Extracted information:
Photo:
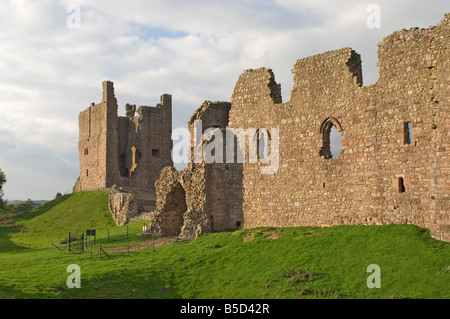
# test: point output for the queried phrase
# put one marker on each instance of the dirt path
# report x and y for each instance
(146, 244)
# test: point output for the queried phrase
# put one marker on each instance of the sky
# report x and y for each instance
(54, 56)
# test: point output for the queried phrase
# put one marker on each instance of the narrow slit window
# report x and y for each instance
(401, 185)
(407, 133)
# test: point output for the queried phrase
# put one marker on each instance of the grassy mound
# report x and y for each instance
(300, 262)
(54, 220)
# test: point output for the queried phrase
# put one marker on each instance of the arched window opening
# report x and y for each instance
(262, 143)
(331, 139)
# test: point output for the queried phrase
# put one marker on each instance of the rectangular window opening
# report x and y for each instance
(401, 185)
(407, 133)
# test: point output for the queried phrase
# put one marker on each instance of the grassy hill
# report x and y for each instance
(300, 262)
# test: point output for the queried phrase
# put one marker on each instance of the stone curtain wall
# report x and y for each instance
(361, 186)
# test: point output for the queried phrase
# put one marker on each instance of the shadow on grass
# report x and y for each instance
(125, 285)
(11, 293)
(5, 239)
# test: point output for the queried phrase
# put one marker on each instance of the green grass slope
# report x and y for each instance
(300, 262)
(54, 220)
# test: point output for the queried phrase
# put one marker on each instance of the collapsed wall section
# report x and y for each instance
(393, 164)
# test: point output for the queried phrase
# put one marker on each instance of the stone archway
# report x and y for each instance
(172, 216)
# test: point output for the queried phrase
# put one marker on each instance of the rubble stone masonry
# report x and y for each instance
(394, 162)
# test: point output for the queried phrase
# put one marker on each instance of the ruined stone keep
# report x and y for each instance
(394, 162)
(126, 151)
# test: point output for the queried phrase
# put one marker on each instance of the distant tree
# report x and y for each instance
(2, 182)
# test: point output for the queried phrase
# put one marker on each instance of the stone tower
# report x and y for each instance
(127, 151)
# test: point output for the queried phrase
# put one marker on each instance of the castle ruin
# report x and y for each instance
(393, 165)
(127, 152)
(394, 161)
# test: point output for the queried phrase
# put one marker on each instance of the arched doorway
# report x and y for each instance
(173, 213)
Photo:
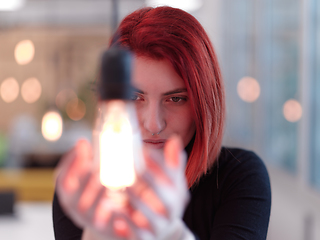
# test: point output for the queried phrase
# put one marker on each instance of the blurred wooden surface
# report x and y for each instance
(29, 184)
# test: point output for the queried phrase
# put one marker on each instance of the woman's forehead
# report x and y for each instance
(155, 75)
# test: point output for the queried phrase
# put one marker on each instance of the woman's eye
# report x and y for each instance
(177, 99)
(134, 97)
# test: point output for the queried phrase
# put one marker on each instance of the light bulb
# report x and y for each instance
(118, 145)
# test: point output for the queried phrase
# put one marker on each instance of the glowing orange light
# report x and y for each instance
(116, 165)
(31, 90)
(248, 89)
(24, 52)
(9, 90)
(292, 110)
(52, 126)
(64, 96)
(76, 109)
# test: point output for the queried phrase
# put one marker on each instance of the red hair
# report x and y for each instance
(172, 34)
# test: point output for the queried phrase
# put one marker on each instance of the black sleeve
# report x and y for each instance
(64, 228)
(233, 200)
(245, 200)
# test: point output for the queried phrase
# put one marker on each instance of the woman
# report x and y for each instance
(179, 91)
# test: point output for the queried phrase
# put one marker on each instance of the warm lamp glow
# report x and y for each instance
(76, 109)
(292, 110)
(31, 90)
(64, 96)
(116, 165)
(248, 89)
(52, 126)
(9, 90)
(24, 52)
(187, 5)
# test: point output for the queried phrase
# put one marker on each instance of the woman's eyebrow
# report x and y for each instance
(137, 90)
(179, 90)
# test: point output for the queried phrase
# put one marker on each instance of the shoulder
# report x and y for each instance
(237, 164)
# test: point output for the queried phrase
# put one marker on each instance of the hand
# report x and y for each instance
(155, 204)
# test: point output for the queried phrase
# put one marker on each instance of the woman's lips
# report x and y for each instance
(156, 144)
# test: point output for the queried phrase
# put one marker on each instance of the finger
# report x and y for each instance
(93, 207)
(156, 222)
(156, 166)
(90, 193)
(73, 165)
(137, 232)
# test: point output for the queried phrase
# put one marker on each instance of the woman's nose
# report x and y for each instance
(154, 119)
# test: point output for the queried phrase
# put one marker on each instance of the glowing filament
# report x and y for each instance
(52, 126)
(116, 154)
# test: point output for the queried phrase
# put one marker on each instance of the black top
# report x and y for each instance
(232, 201)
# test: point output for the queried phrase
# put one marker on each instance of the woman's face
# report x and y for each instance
(162, 102)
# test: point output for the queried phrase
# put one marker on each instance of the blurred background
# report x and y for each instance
(269, 52)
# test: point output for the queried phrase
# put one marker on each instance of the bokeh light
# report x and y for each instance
(76, 109)
(292, 110)
(52, 126)
(31, 90)
(24, 52)
(248, 89)
(9, 90)
(63, 97)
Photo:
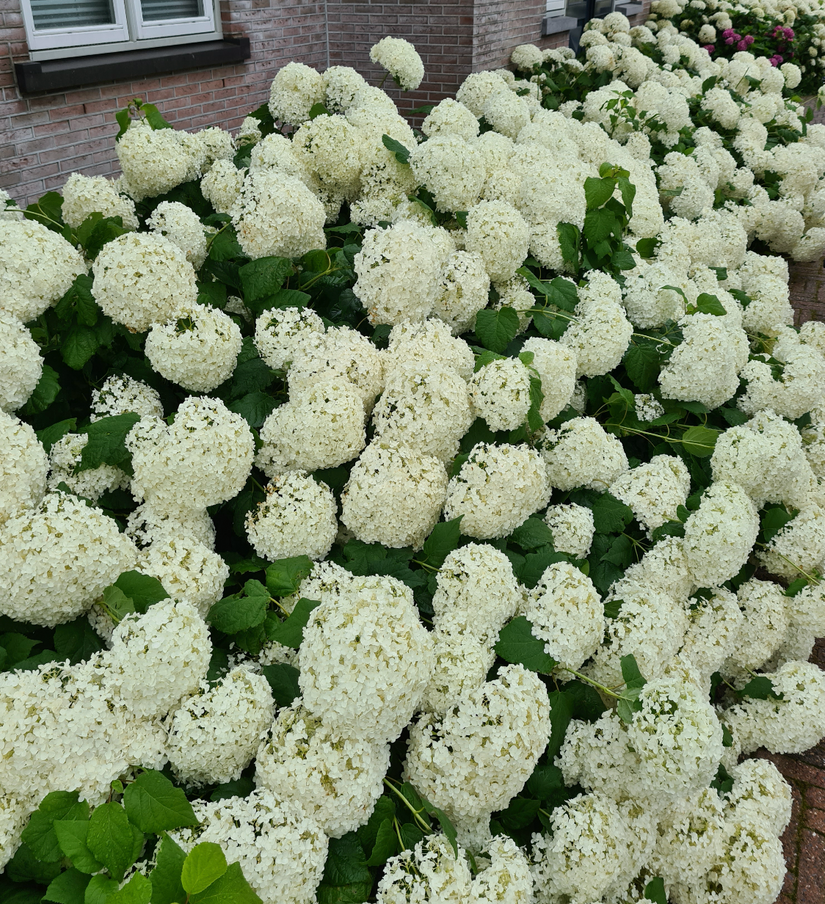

Job: Pick out every line in the rows above that contains the word "blurred", and copy each one in full.

Task solution:
# put one marker on each instance of the blurred wooden surface
# put one marker on each instance of the blurred background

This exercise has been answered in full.